# WHAT YOU NEED TO DO
Repeat the records below exactly as they appear.

# EXTRACTED MATERIAL
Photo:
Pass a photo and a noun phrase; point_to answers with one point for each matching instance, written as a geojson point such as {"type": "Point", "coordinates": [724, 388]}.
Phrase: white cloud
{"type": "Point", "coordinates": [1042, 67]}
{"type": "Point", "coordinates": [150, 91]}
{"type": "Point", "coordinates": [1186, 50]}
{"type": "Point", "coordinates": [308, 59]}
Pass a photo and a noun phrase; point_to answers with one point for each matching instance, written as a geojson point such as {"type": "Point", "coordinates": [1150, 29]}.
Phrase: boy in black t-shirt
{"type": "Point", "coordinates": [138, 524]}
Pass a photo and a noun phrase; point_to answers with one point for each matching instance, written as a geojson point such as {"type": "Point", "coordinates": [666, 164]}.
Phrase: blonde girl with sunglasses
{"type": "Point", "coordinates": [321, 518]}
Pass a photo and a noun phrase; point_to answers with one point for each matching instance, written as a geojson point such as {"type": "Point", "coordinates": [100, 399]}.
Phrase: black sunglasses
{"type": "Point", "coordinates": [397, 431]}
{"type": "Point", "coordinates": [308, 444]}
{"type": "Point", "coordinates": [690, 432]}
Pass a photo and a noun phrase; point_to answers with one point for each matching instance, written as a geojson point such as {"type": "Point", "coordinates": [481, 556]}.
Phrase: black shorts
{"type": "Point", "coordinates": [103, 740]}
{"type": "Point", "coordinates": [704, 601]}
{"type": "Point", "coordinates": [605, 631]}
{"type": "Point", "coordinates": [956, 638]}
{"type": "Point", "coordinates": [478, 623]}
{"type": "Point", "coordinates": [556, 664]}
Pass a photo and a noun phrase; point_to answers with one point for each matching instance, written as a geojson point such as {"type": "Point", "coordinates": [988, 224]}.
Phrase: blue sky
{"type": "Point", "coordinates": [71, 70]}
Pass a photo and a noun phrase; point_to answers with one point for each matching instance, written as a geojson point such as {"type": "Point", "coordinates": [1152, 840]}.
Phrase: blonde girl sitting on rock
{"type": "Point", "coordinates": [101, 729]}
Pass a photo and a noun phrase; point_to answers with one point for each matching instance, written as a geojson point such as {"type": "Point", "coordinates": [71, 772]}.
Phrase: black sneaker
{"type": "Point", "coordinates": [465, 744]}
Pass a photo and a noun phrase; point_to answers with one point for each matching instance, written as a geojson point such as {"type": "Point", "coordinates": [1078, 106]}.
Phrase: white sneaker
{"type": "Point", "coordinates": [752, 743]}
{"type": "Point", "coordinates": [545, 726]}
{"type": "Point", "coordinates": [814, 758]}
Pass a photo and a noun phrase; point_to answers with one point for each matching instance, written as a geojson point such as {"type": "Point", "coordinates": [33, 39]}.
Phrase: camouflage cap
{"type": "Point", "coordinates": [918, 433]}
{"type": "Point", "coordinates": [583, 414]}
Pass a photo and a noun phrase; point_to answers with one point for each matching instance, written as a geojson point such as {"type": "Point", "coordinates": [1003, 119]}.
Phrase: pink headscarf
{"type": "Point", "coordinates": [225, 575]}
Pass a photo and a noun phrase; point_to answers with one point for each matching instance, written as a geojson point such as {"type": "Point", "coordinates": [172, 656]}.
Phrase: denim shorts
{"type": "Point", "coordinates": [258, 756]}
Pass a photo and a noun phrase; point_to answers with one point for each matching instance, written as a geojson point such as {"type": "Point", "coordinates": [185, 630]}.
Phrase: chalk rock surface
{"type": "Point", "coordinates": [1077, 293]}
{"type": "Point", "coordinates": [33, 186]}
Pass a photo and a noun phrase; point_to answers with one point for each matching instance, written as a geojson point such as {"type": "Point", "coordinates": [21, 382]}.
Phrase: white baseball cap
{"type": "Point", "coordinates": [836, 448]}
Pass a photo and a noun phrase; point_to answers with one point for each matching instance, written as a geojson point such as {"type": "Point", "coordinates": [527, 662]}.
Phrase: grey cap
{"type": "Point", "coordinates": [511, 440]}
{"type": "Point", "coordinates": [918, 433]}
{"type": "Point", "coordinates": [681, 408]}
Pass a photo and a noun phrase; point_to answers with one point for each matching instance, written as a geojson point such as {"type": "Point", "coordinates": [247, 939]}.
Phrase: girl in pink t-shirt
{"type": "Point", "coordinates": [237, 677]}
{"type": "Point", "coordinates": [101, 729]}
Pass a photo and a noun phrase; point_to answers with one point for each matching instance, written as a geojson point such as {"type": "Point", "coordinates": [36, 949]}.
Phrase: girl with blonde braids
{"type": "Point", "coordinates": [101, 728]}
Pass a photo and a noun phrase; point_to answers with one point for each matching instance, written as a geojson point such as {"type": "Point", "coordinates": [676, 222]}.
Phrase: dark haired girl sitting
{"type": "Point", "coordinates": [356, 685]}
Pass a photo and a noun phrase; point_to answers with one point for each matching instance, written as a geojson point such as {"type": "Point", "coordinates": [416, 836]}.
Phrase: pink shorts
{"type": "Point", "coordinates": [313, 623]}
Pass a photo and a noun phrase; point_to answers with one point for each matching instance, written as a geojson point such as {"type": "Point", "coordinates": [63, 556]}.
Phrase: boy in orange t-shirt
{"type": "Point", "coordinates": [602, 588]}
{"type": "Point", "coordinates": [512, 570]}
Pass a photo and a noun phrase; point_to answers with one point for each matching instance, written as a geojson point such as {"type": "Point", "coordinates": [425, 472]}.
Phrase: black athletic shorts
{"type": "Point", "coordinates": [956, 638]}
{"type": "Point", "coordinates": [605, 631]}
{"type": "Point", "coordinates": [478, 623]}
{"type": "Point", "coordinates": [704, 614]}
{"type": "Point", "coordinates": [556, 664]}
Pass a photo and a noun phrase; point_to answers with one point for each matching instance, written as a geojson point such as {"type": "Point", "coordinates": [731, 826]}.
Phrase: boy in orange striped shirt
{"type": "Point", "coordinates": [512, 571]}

# SOLUTION FOR THIS PROBLEM
Photo:
Pass a photo and a noun phrase; point_to answers with one point for each matching instance, written as a geojson point such as {"type": "Point", "coordinates": [724, 388]}.
Phrase: white cloud
{"type": "Point", "coordinates": [1042, 67]}
{"type": "Point", "coordinates": [150, 91]}
{"type": "Point", "coordinates": [1186, 50]}
{"type": "Point", "coordinates": [308, 59]}
Pass a photo and a noun phrase; point_to answers with one point for each matching instance, written as a geojson point such as {"type": "Point", "coordinates": [1150, 29]}.
Phrase: boy in black t-shirt
{"type": "Point", "coordinates": [138, 524]}
Pass a photo and a noun phrase; point_to answers with one point for each matching instance, written as a geojson point such as {"type": "Point", "coordinates": [666, 164]}.
Phrase: blonde girl with sunglasses
{"type": "Point", "coordinates": [321, 518]}
Pass a photo and a noun phrase; point_to answers with one point for each matching instance, written as a geojson point such as {"type": "Point", "coordinates": [100, 399]}.
Phrase: black sunglasses
{"type": "Point", "coordinates": [397, 431]}
{"type": "Point", "coordinates": [308, 444]}
{"type": "Point", "coordinates": [690, 432]}
Pass a photo and a noun phrase; point_to answers with one point for each matching instance, written as a geojson point such as {"type": "Point", "coordinates": [481, 556]}.
Phrase: black shorts
{"type": "Point", "coordinates": [103, 740]}
{"type": "Point", "coordinates": [704, 601]}
{"type": "Point", "coordinates": [605, 631]}
{"type": "Point", "coordinates": [956, 638]}
{"type": "Point", "coordinates": [478, 623]}
{"type": "Point", "coordinates": [556, 664]}
Pass a photo and a noun phrase; point_to answers with one point for each matching instance, written as a geojson point such as {"type": "Point", "coordinates": [988, 224]}.
Phrase: blue sky
{"type": "Point", "coordinates": [71, 70]}
Pass a photo and a noun phrase; point_to answers with one point for each matching instance, written as a geojson point such as {"type": "Point", "coordinates": [1152, 840]}.
Phrase: blonde girl sitting on rock
{"type": "Point", "coordinates": [101, 729]}
Pass a photo and a noun phrase; point_to answers with one point for each matching instance, written as a geojson point such as {"type": "Point", "coordinates": [71, 772]}.
Phrase: black sneaker
{"type": "Point", "coordinates": [465, 744]}
Pass a photo and a noun phrase; point_to answers with one point for each matching instance, written as a geojson point such as {"type": "Point", "coordinates": [1078, 106]}.
Phrase: white sneaker
{"type": "Point", "coordinates": [752, 743]}
{"type": "Point", "coordinates": [545, 726]}
{"type": "Point", "coordinates": [814, 758]}
Pass a photo and a noun phrase; point_to answers with one point for each matching instance, written as a geojson point such as {"type": "Point", "coordinates": [33, 39]}.
Phrase: camouflage cap
{"type": "Point", "coordinates": [918, 433]}
{"type": "Point", "coordinates": [583, 414]}
Pass a photo and a noun phrase; point_to answers with one point for each matching instance, written as a geojson point such as {"type": "Point", "coordinates": [1003, 119]}.
Phrase: pink headscarf
{"type": "Point", "coordinates": [225, 575]}
Pass a photo and a noun phrase; point_to answers with one point for each matching instance, written as a geojson point such as {"type": "Point", "coordinates": [172, 656]}.
Phrase: denim shorts
{"type": "Point", "coordinates": [258, 756]}
Pass a photo and a noun phrase; point_to answers with one point for each matching instance, written as a geojson point such as {"type": "Point", "coordinates": [185, 630]}.
Phrase: chalk rock surface
{"type": "Point", "coordinates": [1077, 293]}
{"type": "Point", "coordinates": [33, 186]}
Pass a photo and a noun phrase; point_to answers with one point for each matching instance, written as a geojson point such as {"type": "Point", "coordinates": [21, 382]}.
Phrase: white baseball cap
{"type": "Point", "coordinates": [836, 448]}
Pass a photo and a noun phrase; point_to answers with one point for each matching instance, written as a geojson point such as {"type": "Point", "coordinates": [527, 662]}.
Phrase: grey cap
{"type": "Point", "coordinates": [511, 440]}
{"type": "Point", "coordinates": [918, 433]}
{"type": "Point", "coordinates": [681, 408]}
Pass a photo and a noun phrase; point_to answers with one point for each matching instance, written as a geojson point such as {"type": "Point", "coordinates": [247, 939]}.
Phrase: girl in pink t-shirt
{"type": "Point", "coordinates": [237, 677]}
{"type": "Point", "coordinates": [101, 729]}
Pass a photo and a noun phrase; point_to answers with one point for each matching instance, written as a geojson point such as {"type": "Point", "coordinates": [36, 949]}.
Phrase: girl with blonde braids
{"type": "Point", "coordinates": [101, 728]}
Pass a photo and a noun phrase; point_to answers with one point for each matching instance, written as a geojson point such as {"type": "Point", "coordinates": [676, 222]}.
Phrase: dark haired girl sitting
{"type": "Point", "coordinates": [356, 685]}
Pass a photo and a noun phrase; point_to answers with one point for each matching instance, written as a geojson point such as {"type": "Point", "coordinates": [416, 836]}.
Phrase: pink shorts
{"type": "Point", "coordinates": [313, 623]}
Pass a photo and a noun phrase; point_to answers with one point for each matching instance, written as a geojson point such as {"type": "Point", "coordinates": [63, 556]}.
Phrase: boy in orange t-shirt
{"type": "Point", "coordinates": [602, 588]}
{"type": "Point", "coordinates": [512, 570]}
Pass a photo and a noun phrase; point_to answers with one point for each matching instance, written as a geojson point such as {"type": "Point", "coordinates": [425, 472]}.
Phrase: black athletic shorts
{"type": "Point", "coordinates": [956, 638]}
{"type": "Point", "coordinates": [605, 631]}
{"type": "Point", "coordinates": [478, 623]}
{"type": "Point", "coordinates": [704, 614]}
{"type": "Point", "coordinates": [556, 664]}
Pass a photo and a noun phrase; point_to answers with one point for each matching instance, written as a geojson point such as {"type": "Point", "coordinates": [731, 826]}.
Phrase: boy in orange striped shirt
{"type": "Point", "coordinates": [512, 571]}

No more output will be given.